Dataset rows
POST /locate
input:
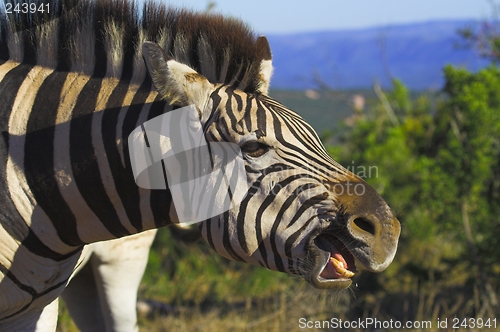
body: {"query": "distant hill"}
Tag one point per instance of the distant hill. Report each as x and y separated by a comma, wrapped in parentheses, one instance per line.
(414, 53)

- [Work to complete]
Output every line of the entries above word for word, leaving out the pictures.

- [Correct result]
POST /locate
input:
body: {"query": "distant hill"}
Tag one point per instance of the distant hill. Report each as x and y separated by a comma, wrapped in parentheses, one instance per line.
(414, 53)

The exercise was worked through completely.